● What you need to do:
A: In the text about extracting DNA from salmon, how long is the tissue heated and gently shaken?
B: Continue the text about extracting DNA from salmon, starting after its final step.

● Text block:
────

DNA was extracted from 41 of the 231 salmon returned for reward in 2011. DNA is in the cells of the salmon. I took muscle and fin tissue when each fish was sub-sampled so that I could get the DNA from the salmon. These samples have been frozen in ethanol to preserve them until it was time to extract the DNA.
I followed a "recipe" to get the DNA out of the cells:
1) Cut a small piece of muscle from the whole sample. The amount of tissue needed is about the size of a finger nail clipping!
2) Put the tissue in a vial and add an enzyme that breaks apart the cell walls (called lysing)
3) Heat it up and gently shake for 4 hours; there is a machine that does this!
4) Add a buffer (a liquid made up of salts and detergents) and more ethanol.
5) Spin in a centrifuge (fancy name for spinner) at a set spinning speed for a minute
6) Add more buffer
8) More buffer...
9) Spin for longer and faster
10) More buffer... different kind this time.
11) Spin one last time
12) What is left in the vial is DNA! It is in a clear liquid; looks like water. Refrigerate or freeze until ready to use.

────

● Recorded information:

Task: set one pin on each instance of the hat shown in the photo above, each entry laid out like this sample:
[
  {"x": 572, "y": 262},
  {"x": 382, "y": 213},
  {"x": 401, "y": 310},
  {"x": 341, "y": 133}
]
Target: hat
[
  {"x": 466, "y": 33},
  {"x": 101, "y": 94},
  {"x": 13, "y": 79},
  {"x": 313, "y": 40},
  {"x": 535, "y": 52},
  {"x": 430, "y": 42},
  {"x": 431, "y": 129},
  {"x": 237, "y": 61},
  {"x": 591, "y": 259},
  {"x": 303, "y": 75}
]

────

● Per-task answers:
A: For 4 hours.

B:
DNA is so small, you can't see it. So, I did a test to make sure the recipe worked and we actually got the DNA out of the cell. I took a very small amount of this liquid and added some special blue dye (called a marker) that actually attaches itself in the DNA. This marker glows under UV light so we can see the DNA if this marker is attached. I then made the liquid with the DNA and the marker spread it out in a gel (like clear jello but made out of seaweed) which sorted the DNA by the size of the piece. The longer pieces couldn't move as far, so they show up as a band near the beginning and the shorter pieces moved further through the gel and show up as a band further away from the beginning.
This photo is of the gel under UV light. Each rectangle is a different salmon. The yellow box is a chum salmon from Aklavik; the pink box is a chum salmon from Tsiighetchic. The bright lines in each box are the DNA. Shows that the recipe worked! We extracted DNA from these 41 salmon. Next step: get DNA from the remaining 170 salmon.